■ **Exercise**: Could you reproduce the line where "For practice, label the white line" occurs and all lines after it in the listing below, through the final one, without changing anything?

** Opening The data block **

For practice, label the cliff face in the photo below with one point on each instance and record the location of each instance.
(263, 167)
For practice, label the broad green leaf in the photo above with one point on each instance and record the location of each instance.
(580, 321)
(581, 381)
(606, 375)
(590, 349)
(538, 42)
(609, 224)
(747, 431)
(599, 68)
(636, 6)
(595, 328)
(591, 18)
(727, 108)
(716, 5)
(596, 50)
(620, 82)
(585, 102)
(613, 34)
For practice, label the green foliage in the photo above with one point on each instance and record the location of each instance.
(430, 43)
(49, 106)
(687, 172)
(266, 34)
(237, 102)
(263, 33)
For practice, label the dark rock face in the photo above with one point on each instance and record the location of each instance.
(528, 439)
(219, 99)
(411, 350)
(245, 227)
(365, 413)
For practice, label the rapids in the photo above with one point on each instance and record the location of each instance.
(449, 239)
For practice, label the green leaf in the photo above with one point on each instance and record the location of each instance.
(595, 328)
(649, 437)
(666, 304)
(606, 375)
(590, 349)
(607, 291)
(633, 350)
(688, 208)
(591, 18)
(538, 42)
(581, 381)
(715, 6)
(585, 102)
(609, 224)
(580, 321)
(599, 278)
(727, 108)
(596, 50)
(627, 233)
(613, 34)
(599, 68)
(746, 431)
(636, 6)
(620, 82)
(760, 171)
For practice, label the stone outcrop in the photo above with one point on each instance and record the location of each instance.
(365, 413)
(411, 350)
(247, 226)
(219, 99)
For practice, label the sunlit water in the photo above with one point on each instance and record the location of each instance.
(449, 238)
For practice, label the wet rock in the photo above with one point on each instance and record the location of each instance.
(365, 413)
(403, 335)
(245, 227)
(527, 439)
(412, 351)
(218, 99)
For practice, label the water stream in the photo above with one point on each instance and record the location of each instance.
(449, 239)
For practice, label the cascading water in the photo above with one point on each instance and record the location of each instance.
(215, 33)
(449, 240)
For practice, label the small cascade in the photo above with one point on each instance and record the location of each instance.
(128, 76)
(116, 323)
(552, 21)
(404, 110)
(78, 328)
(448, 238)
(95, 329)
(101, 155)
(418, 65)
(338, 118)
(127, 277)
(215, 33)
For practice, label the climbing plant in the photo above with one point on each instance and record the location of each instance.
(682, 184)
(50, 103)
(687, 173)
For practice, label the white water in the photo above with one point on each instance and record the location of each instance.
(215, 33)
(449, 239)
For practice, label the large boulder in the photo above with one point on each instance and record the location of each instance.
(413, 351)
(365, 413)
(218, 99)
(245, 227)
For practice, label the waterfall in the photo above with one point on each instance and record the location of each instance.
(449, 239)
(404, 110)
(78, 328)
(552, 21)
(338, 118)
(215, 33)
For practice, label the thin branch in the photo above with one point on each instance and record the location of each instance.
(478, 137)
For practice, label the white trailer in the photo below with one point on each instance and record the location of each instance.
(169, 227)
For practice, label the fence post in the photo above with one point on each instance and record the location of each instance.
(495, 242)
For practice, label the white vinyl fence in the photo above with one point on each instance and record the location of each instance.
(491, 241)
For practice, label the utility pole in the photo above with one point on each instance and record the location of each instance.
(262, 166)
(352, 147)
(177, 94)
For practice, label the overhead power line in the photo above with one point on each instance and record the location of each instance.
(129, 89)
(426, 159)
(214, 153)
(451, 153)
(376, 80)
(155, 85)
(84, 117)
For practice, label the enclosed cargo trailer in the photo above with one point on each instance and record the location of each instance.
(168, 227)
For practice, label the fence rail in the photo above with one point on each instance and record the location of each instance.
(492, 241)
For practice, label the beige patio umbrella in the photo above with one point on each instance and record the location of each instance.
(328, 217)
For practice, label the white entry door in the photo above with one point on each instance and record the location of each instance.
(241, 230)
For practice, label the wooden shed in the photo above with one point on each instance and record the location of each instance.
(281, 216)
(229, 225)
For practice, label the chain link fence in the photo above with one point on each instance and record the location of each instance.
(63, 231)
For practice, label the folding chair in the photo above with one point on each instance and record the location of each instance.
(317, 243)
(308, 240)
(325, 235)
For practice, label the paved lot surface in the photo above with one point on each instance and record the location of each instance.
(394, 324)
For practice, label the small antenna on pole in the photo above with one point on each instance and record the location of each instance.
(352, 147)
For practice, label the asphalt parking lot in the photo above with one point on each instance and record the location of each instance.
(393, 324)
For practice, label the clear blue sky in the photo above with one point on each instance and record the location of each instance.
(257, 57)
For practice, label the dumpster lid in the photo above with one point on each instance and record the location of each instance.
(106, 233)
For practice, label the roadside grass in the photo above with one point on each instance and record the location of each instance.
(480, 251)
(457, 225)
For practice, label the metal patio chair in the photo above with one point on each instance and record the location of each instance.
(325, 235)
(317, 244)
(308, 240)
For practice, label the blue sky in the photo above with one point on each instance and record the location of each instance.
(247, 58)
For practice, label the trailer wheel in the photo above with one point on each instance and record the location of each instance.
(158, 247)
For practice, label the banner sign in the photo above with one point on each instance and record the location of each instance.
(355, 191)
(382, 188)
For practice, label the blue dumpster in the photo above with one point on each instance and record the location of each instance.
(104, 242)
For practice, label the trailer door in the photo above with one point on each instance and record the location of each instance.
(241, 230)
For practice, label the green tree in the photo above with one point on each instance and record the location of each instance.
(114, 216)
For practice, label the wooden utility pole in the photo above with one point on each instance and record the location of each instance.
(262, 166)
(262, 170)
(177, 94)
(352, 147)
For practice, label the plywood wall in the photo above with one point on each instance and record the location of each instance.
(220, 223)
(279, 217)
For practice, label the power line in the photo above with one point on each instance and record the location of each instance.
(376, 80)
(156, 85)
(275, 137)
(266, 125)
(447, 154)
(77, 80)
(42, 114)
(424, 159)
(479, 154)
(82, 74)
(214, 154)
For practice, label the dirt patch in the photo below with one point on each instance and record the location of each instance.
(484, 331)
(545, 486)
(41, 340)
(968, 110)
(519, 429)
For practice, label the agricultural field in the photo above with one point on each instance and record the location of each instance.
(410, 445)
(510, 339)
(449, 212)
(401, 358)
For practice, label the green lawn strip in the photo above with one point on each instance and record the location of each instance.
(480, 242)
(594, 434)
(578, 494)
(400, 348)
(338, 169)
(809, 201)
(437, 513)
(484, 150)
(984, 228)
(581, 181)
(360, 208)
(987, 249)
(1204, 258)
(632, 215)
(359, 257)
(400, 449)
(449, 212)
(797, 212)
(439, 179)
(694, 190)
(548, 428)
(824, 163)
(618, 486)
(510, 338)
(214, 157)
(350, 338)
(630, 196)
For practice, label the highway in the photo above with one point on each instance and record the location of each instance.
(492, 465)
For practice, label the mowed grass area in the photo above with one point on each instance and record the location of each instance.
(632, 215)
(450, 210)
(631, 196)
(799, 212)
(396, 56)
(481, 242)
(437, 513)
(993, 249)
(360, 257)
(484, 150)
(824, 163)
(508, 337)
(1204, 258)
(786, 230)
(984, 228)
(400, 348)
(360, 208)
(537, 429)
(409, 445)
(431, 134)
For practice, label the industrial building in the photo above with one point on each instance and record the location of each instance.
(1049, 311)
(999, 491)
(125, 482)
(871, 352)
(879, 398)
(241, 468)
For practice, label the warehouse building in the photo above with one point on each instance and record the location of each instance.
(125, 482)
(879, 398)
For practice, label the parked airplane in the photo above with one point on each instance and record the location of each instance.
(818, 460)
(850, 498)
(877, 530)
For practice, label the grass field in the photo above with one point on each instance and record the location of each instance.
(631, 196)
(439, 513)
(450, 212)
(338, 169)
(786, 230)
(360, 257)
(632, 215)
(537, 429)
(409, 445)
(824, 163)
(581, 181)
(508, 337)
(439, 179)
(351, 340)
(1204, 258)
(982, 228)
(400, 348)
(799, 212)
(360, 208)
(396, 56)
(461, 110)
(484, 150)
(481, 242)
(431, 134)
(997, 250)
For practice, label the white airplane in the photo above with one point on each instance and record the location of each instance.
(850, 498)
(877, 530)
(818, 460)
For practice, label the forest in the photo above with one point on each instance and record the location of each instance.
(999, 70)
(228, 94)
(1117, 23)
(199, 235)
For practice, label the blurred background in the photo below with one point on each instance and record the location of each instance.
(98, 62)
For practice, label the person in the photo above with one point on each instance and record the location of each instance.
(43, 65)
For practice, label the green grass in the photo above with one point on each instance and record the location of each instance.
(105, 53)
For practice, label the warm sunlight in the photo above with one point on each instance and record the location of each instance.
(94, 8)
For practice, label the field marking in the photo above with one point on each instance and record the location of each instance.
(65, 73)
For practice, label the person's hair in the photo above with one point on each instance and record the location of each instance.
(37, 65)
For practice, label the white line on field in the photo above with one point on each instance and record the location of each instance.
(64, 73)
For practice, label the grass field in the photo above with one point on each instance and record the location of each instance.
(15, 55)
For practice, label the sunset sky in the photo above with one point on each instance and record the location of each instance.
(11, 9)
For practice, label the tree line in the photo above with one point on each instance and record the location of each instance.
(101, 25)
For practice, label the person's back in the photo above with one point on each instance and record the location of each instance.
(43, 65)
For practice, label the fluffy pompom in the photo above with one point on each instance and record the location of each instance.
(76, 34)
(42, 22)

** Closing The data block **

■ **Solution to this task**:
For practice, label the white line on field in the photo above with one point on each instance and record the location of each instance.
(64, 73)
For practice, label the grass field in the photo above with one point on each instance and record the location of each instance.
(15, 55)
For practice, label the sunset sky in the photo above with one point on each instance and record the location of each instance.
(11, 9)
For practice, label the tree line in the photo above with one point on each instance and record the location of each instance.
(101, 25)
For practice, label the person's back in the photo above with one point on each instance and record the location of each instance.
(43, 65)
For practice, label the fluffy pompom in the photo above with one point on each instance and record the location of each instance.
(76, 34)
(42, 22)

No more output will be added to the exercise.